== INPUT RECORDS ==

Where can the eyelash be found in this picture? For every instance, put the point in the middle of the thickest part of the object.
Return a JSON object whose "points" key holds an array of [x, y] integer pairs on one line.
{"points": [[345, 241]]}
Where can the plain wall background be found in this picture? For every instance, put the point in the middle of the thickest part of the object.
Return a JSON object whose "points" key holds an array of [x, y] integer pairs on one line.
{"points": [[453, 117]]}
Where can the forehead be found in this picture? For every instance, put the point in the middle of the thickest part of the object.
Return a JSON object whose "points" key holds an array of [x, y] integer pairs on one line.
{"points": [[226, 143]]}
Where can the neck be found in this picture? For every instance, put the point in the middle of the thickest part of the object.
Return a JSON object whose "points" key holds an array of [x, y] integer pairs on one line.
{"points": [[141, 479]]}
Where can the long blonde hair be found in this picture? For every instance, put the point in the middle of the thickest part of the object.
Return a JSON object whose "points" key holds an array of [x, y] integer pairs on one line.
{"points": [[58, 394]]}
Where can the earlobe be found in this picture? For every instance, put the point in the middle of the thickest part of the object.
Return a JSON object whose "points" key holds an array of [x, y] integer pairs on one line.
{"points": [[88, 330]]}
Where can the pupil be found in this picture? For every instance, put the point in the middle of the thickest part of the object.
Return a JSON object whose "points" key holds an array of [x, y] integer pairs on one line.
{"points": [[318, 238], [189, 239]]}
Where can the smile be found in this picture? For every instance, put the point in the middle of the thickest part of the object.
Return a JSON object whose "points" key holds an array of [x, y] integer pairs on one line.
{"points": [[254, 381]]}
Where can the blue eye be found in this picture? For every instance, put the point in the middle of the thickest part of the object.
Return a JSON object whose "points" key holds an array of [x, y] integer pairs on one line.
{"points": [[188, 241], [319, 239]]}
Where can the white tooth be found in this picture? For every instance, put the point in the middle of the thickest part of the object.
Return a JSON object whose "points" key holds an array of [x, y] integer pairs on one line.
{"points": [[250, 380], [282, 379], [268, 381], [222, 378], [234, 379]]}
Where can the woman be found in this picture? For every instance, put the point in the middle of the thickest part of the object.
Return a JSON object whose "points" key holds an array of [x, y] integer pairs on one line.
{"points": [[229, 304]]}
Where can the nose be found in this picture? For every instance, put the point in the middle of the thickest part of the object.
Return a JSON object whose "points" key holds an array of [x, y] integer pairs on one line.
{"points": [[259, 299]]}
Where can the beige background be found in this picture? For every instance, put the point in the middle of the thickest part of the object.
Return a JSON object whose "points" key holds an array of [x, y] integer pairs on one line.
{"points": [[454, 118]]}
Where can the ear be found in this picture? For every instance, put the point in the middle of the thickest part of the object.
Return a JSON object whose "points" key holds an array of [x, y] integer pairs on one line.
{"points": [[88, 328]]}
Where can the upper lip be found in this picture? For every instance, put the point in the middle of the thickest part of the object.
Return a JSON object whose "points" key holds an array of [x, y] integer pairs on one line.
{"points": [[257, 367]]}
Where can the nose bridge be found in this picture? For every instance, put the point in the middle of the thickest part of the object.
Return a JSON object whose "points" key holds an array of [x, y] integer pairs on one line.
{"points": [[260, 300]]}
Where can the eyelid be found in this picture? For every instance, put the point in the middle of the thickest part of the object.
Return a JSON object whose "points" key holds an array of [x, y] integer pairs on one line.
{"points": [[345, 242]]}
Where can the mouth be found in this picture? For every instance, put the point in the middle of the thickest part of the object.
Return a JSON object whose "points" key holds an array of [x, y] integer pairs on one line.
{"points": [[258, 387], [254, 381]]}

===

### ABOUT THIS TASK
Reproduce exactly, and only, the lines from the start of the entries through the one that contains "Where can the plain".

### ANSWER TO THIS EXERCISE
Where can the eyelash be found in this picture? For every instance, put the point in the middle of the thickest part of the object.
Return a JSON object whose "points" key holds an array of [x, y] integer pairs on one line.
{"points": [[345, 241]]}
Where can the plain wall background be found in this picture? For every instance, put the point in the middle of the thickest part of the object.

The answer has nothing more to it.